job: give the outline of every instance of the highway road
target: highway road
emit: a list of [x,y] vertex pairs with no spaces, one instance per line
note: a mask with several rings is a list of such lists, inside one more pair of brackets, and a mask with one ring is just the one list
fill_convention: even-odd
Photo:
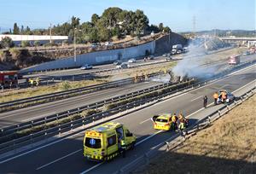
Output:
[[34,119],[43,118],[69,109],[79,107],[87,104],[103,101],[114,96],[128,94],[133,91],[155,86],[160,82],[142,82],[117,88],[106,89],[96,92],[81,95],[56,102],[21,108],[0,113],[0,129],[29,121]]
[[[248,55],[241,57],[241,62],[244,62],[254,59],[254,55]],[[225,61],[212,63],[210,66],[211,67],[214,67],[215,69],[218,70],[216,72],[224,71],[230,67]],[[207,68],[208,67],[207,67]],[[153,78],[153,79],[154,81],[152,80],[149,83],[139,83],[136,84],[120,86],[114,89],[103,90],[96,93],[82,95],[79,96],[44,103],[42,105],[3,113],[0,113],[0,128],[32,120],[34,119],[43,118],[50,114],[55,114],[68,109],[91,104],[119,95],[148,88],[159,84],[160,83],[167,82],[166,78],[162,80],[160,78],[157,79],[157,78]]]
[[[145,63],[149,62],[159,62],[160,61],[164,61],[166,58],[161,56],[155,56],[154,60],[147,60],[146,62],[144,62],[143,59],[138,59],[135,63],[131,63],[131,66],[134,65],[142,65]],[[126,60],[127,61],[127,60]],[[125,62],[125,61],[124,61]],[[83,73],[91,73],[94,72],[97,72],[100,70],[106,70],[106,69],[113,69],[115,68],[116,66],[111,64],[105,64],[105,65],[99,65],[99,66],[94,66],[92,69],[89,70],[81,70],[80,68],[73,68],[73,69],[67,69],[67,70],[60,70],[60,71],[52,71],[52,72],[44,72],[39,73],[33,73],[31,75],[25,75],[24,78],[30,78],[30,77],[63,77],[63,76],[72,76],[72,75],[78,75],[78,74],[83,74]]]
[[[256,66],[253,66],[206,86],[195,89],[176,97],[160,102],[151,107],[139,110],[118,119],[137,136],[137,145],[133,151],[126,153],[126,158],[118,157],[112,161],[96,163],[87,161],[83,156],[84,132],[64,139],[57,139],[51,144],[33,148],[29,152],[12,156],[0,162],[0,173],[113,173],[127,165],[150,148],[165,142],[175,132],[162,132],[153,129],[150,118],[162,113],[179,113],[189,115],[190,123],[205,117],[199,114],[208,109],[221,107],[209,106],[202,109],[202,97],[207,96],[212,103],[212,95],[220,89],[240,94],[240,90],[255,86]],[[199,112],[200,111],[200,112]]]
...
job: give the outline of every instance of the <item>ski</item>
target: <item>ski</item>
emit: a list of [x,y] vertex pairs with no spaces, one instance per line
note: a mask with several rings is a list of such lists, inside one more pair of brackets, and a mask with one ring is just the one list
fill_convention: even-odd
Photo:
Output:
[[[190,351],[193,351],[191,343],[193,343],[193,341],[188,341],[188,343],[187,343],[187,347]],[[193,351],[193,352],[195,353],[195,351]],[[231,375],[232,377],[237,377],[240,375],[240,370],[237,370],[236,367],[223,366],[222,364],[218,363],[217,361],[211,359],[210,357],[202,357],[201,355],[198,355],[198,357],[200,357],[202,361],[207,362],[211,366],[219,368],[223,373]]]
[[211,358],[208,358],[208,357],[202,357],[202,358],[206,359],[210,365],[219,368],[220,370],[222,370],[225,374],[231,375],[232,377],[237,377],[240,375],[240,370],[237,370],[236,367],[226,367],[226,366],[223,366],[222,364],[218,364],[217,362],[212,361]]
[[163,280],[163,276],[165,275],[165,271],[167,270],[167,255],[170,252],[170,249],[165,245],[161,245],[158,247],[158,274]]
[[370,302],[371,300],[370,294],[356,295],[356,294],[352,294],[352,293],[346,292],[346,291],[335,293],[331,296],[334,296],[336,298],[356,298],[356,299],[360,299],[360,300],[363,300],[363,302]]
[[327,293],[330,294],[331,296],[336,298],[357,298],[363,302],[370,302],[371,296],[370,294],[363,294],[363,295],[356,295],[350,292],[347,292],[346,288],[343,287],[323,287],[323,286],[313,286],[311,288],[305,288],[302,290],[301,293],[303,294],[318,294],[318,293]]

*EXERCISE REQUIREMENTS:*
Pull out every line of the listing above that contains the string "instance". Case counts.

*RESPONSE TO THIS TASK:*
job: give the outline of every instance of the highway road
emit: a list of [x,y] vertex pairs with no spaces, one instance per line
job: give the outline of every instance of the <item>ski</item>
emit: a list of [x,y] vertex pairs with no spaces, one instance per line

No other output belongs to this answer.